*** Opening Reading passage ***

Randomization

Introduction to randomization in impact evaluations, covering theoretical foundations and practical implementation strategies for researchers.

Key Takeaways

Randomization creates comparable treatment and control groups by ensuring each unit has an equal chance of assignment
Unit of randomization (individual vs. cluster) affects statistical power, spillovers, and implementation feasibility
Different randomization methods address specific evaluation contexts and program constraints
Implementation challenges such as noncompliance and spillovers require planned responses that begin at the design stage

What is Randomization?

Randomization is the cornerstone of rigorous impact evaluation. This process assigns units, such as individuals, households, schools, and other entities, to treatment and control groups, ensuring that assignment relies purely on chance rather than systematic factors.

Note

For a practical introductory guide to randomization, see Guide to Randomization.

Random Sampling vs. Random Assignment

It is crucial to distinguish between two related but distinct concepts: | | Random sampling | Random assignment | |:–|:–|:–| | | Random sampling from population

	Random sampling	Random assignment

Goal	Ensure the sample represents the target population	Ensure treatment and control groups are comparable
Question answered	Who is in the study?	Who receives the intervention?
Basis of	Descriptive and survey research	Randomized evaluations

Both tools are often used together: researchers first randomly sample communities from a region, then randomly assign sampled communities to treatment or control.

Common misconception

Geographic or systematic assignment, such as “northern half gets treatment, southern half gets control”, is not random assignment, even if the sample was selected through random sampling.

Basic Randomization Procedures

Two basic approaches exist for assigning units to treatment and control groups. The choice between them depends primarily on whether a complete participant list is available upfront and whether exact group sizes matter for implementation.

	Complete randomization (fixed proportion)	Simple randomization (fixed probability)
How it works	A predetermined number of units is assigned to treatment; the rest go to control	Each unit has a fixed probability (e.g., 50%) of assignment, independent of others
Group sizes	Exact and guaranteed	Variable; may differ from target by chance
Best for	Limited resources, classroom capacity constraints, or when balance is critical	Walk-in or rolling enrollment situations where a full list is unavailable upfront
Key limitation	Requires a complete participant list in advance	May produce unequal groups, especially in small samples
Example	Randomly order 1,000 participants; assign the first 400 to treatment	Flip a coin for each participant as they enroll

Choosing the Unit of Randomization

The level at which randomization occurs is one of the most critical decisions in evaluation design. This choice is constrained by three factors that researchers should work through in order before deciding between individual and cluster assignment.

*** Closing Reading passage ***

* Task prompt
According to the randomization text, what is the key limitation of complete randomization?

*** Opening Extracted material ***

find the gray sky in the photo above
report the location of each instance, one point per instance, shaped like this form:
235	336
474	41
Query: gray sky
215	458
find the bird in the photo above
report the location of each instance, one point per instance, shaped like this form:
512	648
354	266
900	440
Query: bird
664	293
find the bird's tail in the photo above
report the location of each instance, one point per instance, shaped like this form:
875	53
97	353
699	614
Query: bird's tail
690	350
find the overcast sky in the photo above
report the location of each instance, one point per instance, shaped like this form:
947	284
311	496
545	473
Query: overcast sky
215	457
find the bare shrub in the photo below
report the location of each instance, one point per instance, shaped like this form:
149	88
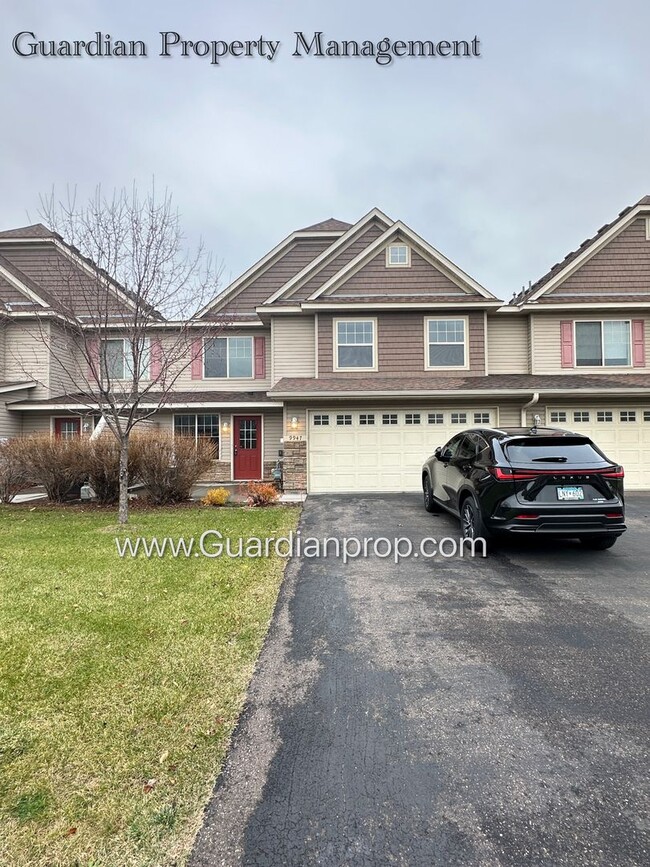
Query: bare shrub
57	464
261	493
14	471
169	466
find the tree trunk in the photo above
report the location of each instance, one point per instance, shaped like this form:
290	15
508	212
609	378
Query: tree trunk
123	513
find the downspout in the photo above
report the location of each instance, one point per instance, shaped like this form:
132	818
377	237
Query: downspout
534	400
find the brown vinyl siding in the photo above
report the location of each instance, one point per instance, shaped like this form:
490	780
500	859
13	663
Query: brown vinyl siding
298	256
400	345
622	266
338	262
376	278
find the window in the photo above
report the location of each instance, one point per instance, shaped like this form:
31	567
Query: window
446	342
228	358
204	427
603	344
117	359
355	344
398	255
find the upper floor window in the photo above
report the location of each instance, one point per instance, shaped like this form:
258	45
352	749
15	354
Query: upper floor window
398	255
228	358
355	344
446	343
603	344
118	358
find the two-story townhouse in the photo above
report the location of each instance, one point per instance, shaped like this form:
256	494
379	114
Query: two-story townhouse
356	349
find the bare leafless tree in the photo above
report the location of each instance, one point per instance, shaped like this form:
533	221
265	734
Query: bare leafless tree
123	294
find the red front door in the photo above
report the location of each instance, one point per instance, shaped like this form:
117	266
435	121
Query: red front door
247	447
64	428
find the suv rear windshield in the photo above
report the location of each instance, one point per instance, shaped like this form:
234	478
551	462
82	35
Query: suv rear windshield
553	450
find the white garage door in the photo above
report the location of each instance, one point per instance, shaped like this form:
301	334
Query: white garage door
380	449
623	434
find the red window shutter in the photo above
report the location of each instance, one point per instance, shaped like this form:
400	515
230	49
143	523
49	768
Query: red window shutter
638	343
92	347
155	354
260	357
566	343
197	359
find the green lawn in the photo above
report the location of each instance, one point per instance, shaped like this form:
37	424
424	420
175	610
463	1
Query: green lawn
121	679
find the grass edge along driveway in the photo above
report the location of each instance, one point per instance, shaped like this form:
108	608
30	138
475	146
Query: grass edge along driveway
121	679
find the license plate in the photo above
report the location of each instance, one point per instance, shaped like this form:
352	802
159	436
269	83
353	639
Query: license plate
570	492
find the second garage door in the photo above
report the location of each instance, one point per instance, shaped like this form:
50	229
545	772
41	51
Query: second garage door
380	449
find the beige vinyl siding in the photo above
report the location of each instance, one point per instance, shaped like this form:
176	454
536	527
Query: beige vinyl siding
27	356
184	382
400	344
293	346
545	341
507	344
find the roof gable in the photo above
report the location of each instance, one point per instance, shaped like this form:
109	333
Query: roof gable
430	273
616	260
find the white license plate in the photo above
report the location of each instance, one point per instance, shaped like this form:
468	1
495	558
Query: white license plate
571	492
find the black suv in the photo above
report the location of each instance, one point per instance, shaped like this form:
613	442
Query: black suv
527	481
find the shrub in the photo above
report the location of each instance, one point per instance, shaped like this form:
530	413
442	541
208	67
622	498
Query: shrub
102	463
57	464
169	466
216	497
260	493
14	471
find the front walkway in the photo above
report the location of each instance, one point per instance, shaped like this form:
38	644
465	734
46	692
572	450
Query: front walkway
444	712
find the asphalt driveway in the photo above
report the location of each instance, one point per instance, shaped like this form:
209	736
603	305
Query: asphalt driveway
445	711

*** Closing Extracted material ***

* Response to the exercise
It requires a complete participant list in advance.